**RECORDS FOR PROCESSING**

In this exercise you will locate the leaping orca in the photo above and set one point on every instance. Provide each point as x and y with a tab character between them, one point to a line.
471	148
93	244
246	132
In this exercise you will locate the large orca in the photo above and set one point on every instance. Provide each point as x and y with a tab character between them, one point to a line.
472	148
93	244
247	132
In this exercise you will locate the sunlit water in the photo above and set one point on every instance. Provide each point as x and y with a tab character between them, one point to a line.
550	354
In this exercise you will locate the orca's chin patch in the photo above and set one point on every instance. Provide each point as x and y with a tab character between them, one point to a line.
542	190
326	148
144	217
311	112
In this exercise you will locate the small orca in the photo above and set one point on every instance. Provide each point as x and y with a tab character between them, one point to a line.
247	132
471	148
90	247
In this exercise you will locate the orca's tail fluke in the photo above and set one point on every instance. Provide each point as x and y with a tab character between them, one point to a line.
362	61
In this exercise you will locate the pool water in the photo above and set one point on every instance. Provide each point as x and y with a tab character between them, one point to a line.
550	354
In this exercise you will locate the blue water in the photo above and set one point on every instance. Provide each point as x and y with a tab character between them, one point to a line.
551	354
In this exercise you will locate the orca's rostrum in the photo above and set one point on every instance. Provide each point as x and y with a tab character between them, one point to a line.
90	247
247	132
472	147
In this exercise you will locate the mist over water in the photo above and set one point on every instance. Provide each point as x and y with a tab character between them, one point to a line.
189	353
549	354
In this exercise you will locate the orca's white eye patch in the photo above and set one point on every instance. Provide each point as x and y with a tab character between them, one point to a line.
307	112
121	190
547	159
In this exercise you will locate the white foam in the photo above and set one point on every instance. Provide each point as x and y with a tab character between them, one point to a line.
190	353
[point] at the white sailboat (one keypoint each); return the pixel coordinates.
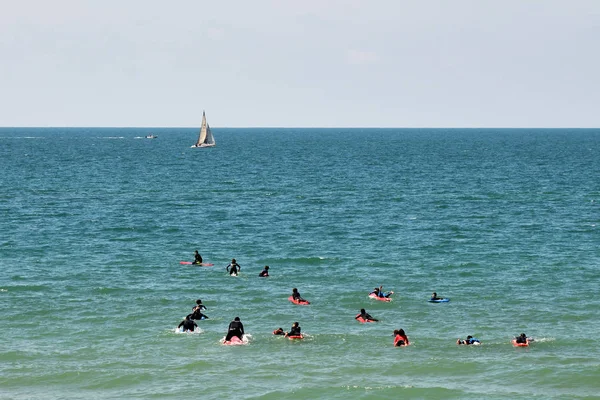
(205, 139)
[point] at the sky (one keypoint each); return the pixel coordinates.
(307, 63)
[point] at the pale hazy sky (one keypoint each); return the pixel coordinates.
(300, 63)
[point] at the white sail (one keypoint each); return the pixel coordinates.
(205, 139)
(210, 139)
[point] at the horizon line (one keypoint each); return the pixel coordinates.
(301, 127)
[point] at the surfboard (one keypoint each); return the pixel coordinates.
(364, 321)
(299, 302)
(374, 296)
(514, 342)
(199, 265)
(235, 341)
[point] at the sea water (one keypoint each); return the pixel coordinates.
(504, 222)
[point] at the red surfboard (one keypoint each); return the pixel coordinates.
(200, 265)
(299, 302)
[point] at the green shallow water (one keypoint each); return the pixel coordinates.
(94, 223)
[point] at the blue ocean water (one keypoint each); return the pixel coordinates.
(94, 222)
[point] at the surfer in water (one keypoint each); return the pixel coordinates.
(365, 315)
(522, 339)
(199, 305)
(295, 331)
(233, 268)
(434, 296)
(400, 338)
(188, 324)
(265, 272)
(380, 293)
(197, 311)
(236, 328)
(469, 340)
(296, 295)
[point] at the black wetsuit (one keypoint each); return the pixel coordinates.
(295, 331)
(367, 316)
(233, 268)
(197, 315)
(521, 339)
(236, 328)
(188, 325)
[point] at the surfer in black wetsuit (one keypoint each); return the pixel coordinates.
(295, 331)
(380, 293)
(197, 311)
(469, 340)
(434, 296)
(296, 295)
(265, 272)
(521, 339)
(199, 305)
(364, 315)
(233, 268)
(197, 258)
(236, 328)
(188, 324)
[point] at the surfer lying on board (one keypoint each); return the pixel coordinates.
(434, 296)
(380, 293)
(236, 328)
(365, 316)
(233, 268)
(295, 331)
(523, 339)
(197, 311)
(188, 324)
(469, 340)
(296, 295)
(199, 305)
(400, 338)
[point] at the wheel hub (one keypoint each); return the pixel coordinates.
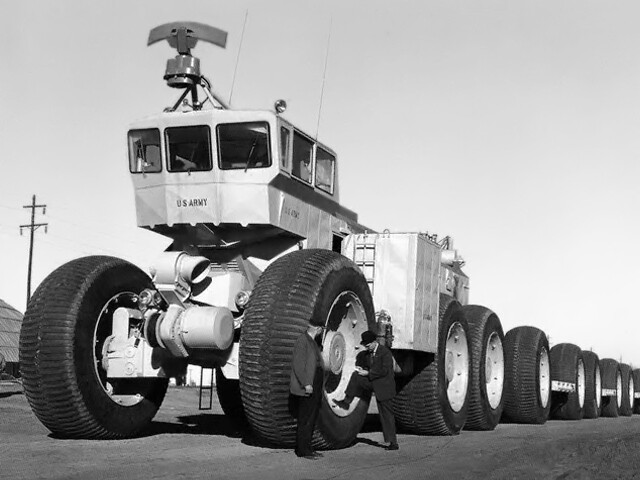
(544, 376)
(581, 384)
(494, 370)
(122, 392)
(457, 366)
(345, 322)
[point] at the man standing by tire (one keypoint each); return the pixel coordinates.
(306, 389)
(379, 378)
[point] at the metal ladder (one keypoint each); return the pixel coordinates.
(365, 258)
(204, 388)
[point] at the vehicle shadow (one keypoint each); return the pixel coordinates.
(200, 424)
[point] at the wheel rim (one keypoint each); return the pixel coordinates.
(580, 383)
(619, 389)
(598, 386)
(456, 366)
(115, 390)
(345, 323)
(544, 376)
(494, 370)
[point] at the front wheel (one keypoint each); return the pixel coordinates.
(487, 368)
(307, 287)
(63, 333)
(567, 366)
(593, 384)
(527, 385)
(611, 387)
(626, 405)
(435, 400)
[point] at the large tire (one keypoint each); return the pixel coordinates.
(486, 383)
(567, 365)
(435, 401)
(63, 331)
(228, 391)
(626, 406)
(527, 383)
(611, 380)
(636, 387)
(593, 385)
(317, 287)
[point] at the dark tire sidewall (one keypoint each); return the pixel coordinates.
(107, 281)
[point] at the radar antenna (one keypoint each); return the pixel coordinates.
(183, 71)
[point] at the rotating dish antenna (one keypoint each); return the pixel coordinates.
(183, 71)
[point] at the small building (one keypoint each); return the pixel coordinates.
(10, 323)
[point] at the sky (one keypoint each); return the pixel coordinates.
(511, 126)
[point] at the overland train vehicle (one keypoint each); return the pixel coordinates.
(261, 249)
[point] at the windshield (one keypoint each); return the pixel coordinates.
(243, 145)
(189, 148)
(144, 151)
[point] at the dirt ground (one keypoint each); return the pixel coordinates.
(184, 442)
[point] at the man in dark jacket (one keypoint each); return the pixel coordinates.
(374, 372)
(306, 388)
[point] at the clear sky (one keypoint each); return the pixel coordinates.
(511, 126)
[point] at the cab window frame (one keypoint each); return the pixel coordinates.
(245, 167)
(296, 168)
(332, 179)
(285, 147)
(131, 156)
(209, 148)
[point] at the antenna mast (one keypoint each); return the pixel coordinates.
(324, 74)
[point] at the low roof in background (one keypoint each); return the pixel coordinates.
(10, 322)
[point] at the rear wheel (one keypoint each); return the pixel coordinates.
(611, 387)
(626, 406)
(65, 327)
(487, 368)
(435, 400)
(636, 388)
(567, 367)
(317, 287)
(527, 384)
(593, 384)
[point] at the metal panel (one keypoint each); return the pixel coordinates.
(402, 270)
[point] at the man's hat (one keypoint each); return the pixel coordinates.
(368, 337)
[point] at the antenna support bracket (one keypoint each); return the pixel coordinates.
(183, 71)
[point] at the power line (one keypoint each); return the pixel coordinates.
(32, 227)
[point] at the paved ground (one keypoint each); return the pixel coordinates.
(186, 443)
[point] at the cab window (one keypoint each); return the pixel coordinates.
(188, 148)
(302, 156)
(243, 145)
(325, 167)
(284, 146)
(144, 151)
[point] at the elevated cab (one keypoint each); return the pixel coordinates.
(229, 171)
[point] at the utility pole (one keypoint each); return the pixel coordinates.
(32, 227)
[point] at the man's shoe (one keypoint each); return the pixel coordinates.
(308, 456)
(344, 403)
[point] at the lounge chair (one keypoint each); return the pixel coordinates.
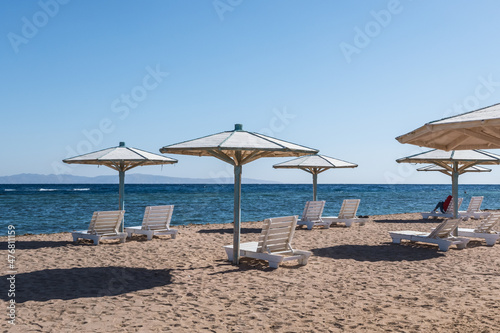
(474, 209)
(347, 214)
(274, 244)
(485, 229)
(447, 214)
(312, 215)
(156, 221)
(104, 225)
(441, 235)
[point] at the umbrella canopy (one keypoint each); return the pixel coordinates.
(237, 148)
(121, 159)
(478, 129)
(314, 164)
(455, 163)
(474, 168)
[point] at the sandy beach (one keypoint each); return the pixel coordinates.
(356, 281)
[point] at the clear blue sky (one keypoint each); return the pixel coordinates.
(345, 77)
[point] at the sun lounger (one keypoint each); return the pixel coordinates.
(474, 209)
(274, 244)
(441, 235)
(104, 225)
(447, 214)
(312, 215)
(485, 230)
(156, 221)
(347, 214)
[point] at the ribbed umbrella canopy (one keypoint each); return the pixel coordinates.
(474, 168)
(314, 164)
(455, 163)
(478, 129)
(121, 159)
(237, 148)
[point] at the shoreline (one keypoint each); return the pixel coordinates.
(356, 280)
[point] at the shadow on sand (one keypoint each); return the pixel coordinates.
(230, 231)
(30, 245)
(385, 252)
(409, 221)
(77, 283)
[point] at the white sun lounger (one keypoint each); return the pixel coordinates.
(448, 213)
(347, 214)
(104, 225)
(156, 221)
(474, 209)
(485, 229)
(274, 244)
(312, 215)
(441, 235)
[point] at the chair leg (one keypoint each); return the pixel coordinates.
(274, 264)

**PROBLEM REQUIREMENTS**
Retype exactly the lines from the one containing "[point] at the ribbed" through the end of the data. Add nothing.

**YOUR SOLUTION**
[point] at the ribbed umbrella canopy (one keypoint each); return the pixel coordinates.
(474, 168)
(314, 164)
(455, 163)
(478, 129)
(121, 159)
(237, 148)
[point] at the shoreline (one keypoint each); return the pixel coordinates.
(356, 280)
[point] at the shadow on sand (one keypoint each); return the pixel coordinates.
(230, 231)
(30, 245)
(385, 252)
(409, 221)
(77, 283)
[point] at the white sun lounger (one keypoint each); return the pixel coordinates.
(448, 213)
(347, 214)
(104, 225)
(156, 221)
(474, 209)
(485, 229)
(274, 244)
(312, 215)
(441, 235)
[point] at the chair leg (one keypoint each); return the pixel coordinates.
(274, 264)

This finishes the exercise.